Location labeling lines:
———

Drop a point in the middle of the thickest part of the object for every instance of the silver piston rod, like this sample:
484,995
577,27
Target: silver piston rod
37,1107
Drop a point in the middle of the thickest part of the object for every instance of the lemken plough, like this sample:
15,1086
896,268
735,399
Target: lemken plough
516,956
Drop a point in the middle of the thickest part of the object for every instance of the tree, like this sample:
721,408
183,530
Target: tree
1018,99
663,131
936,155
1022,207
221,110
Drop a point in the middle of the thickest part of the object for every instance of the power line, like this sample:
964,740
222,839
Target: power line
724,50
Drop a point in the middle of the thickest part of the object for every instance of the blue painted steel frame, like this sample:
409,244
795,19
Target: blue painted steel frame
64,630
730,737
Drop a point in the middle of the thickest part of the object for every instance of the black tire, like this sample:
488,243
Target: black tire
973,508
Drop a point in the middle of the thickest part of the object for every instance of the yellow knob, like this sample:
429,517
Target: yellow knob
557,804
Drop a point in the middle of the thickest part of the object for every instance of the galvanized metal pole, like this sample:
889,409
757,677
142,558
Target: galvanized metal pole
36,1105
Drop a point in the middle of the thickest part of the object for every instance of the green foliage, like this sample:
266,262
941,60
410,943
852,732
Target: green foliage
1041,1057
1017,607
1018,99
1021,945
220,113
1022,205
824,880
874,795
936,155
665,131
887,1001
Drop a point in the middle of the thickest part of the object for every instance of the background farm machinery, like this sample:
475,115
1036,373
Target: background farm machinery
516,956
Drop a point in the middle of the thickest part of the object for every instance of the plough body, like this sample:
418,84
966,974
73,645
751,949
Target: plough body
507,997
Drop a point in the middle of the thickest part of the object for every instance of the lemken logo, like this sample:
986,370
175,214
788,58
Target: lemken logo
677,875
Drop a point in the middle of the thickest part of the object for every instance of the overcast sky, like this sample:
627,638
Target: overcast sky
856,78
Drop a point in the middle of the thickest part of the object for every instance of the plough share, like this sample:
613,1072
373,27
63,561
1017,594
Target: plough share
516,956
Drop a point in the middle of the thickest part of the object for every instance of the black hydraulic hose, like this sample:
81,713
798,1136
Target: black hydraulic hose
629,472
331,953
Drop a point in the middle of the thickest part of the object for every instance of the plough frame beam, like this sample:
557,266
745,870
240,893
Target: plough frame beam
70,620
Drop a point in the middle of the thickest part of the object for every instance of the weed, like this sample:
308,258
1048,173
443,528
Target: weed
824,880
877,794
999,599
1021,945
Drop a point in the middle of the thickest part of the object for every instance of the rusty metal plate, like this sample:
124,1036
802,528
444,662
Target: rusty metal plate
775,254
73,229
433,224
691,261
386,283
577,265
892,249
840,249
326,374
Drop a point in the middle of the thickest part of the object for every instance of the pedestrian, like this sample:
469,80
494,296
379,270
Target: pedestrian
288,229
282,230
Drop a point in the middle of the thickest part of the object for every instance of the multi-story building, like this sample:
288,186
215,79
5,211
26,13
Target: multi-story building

———

INSTRUCTION: Format the lines above as a Markdown table with the columns "Row" and "Line", one numbered row per line, skipping blank lines.

RESPONSE TO THE EXERCISE:
| Row | Line |
|---|---|
| 1 | Drop a point in the middle of the thickest part of the object for every instance of the silver piston rod, like this sample: |
| 2 | 484,995 |
| 3 | 577,27 |
| 4 | Target: silver piston rod |
| 5 | 37,1107 |
| 6 | Drop a point in the middle of the thickest part of the object for every instance of the lemken plough, like this sample: |
| 7 | 15,1086 |
| 8 | 896,268 |
| 9 | 735,399 |
| 10 | Target: lemken plough |
| 11 | 516,956 |
| 12 | Drop a point in the middle of the thickest part of the object for every instance of the tree, like this sample: |
| 13 | 721,408 |
| 14 | 183,530 |
| 15 | Target: tree |
| 16 | 1018,99 |
| 17 | 663,131 |
| 18 | 936,155 |
| 19 | 1022,207 |
| 20 | 221,110 |
| 21 | Drop a point in the middle of the thickest part of the object for every instance of the power line, like this sample: |
| 22 | 964,740 |
| 23 | 222,839 |
| 24 | Target: power line |
| 25 | 724,50 |
| 26 | Drop a point in the middle of the thickest part of the object for every instance of the blue painted steel frame, like this sample: |
| 27 | 409,244 |
| 28 | 795,19 |
| 29 | Target: blue painted steel frame |
| 30 | 64,630 |
| 31 | 730,737 |
| 32 | Drop a point in the middle of the thickest part of the object for every instance of the black tire, like this sample: |
| 33 | 488,243 |
| 34 | Target: black tire |
| 35 | 973,508 |
| 36 | Drop a point in the middle of the thickest part of the object for every instance of the yellow knob, like this sample: |
| 37 | 429,517 |
| 38 | Target: yellow knob |
| 39 | 557,804 |
| 40 | Drop a point in the middle of the thickest part of the object for every instance of the galvanized metal pole, like this sample: |
| 41 | 889,409 |
| 42 | 757,677 |
| 43 | 142,558 |
| 44 | Target: galvanized metal pole |
| 45 | 36,1105 |
| 46 | Drop a point in the middle of the thickest part of the object for every instance of the green foliage, like this sample: |
| 47 | 266,262 |
| 48 | 941,60 |
| 49 | 410,943 |
| 50 | 852,732 |
| 51 | Target: green foliage |
| 52 | 1041,1057 |
| 53 | 1017,607 |
| 54 | 1018,99 |
| 55 | 1021,945 |
| 56 | 220,113 |
| 57 | 1022,205 |
| 58 | 824,880 |
| 59 | 874,795 |
| 60 | 936,155 |
| 61 | 665,131 |
| 62 | 887,1001 |
| 63 | Drop a point in the middle of the thickest part of the object for every instance of the background farm machinery, like this sample: |
| 64 | 475,115 |
| 65 | 1036,373 |
| 66 | Target: background farm machinery |
| 67 | 516,956 |
| 68 | Drop a point in the middle of the thickest part of the object for every instance of the plough body, like this sample: |
| 69 | 418,84 |
| 70 | 966,974 |
| 71 | 73,645 |
| 72 | 751,949 |
| 73 | Target: plough body |
| 74 | 507,997 |
| 75 | Drop a point in the middle of the thickest part of the object for every instance of the lemken logo, like this sample: |
| 76 | 986,370 |
| 77 | 175,214 |
| 78 | 788,58 |
| 79 | Target: lemken logo |
| 80 | 677,875 |
| 81 | Drop a point in the middle of the thickest part of the object for every instance of the overcast sky, like this sample: |
| 82 | 627,638 |
| 83 | Target: overcast sky |
| 84 | 856,78 |
| 85 | Drop a point in the middle of the thickest part of the object for every instance of the plough share, like this sample: |
| 86 | 613,1072 |
| 87 | 373,27 |
| 88 | 63,561 |
| 89 | 1017,594 |
| 90 | Target: plough share |
| 91 | 516,956 |
| 92 | Drop a point in the middle of the thickest part of the object for every instance of the black hydraulic hose, like this sample: |
| 93 | 81,713 |
| 94 | 798,1136 |
| 95 | Target: black hydraulic hose |
| 96 | 629,472 |
| 97 | 331,953 |
| 98 | Drop a point in the middle of the thickest part of the object for every instance of the plough frame beam, like this sample: |
| 99 | 557,266 |
| 100 | 745,870 |
| 101 | 240,893 |
| 102 | Target: plough frame beam |
| 103 | 70,620 |
| 104 | Drop a point in the middle of the thickest part of the object for every instance of the weed, like this sample: |
| 105 | 308,258 |
| 106 | 1048,173 |
| 107 | 443,528 |
| 108 | Target: weed |
| 109 | 824,880 |
| 110 | 877,794 |
| 111 | 999,599 |
| 112 | 1021,945 |
| 113 | Drop a point in the middle of the thickest part of the object for every instance of the rusty metal plate, like this sample: |
| 114 | 124,1036 |
| 115 | 802,528 |
| 116 | 444,662 |
| 117 | Target: rusty metal plate |
| 118 | 775,254 |
| 119 | 73,229 |
| 120 | 433,224 |
| 121 | 691,261 |
| 122 | 386,283 |
| 123 | 577,265 |
| 124 | 892,249 |
| 125 | 840,249 |
| 126 | 326,374 |
| 127 | Drop a point in the middle of the thickest part of the object for every instance of the pedestrian, like this sample: |
| 128 | 469,80 |
| 129 | 494,296 |
| 130 | 379,270 |
| 131 | Target: pedestrian |
| 132 | 288,229 |
| 133 | 282,230 |
| 134 | Drop a point in the middle of the thickest part of the object for every instance of the multi-story building, like this sample: |
| 135 | 288,186 |
| 136 | 215,79 |
| 137 | 5,211 |
| 138 | 26,13 |
| 139 | Target: multi-story building |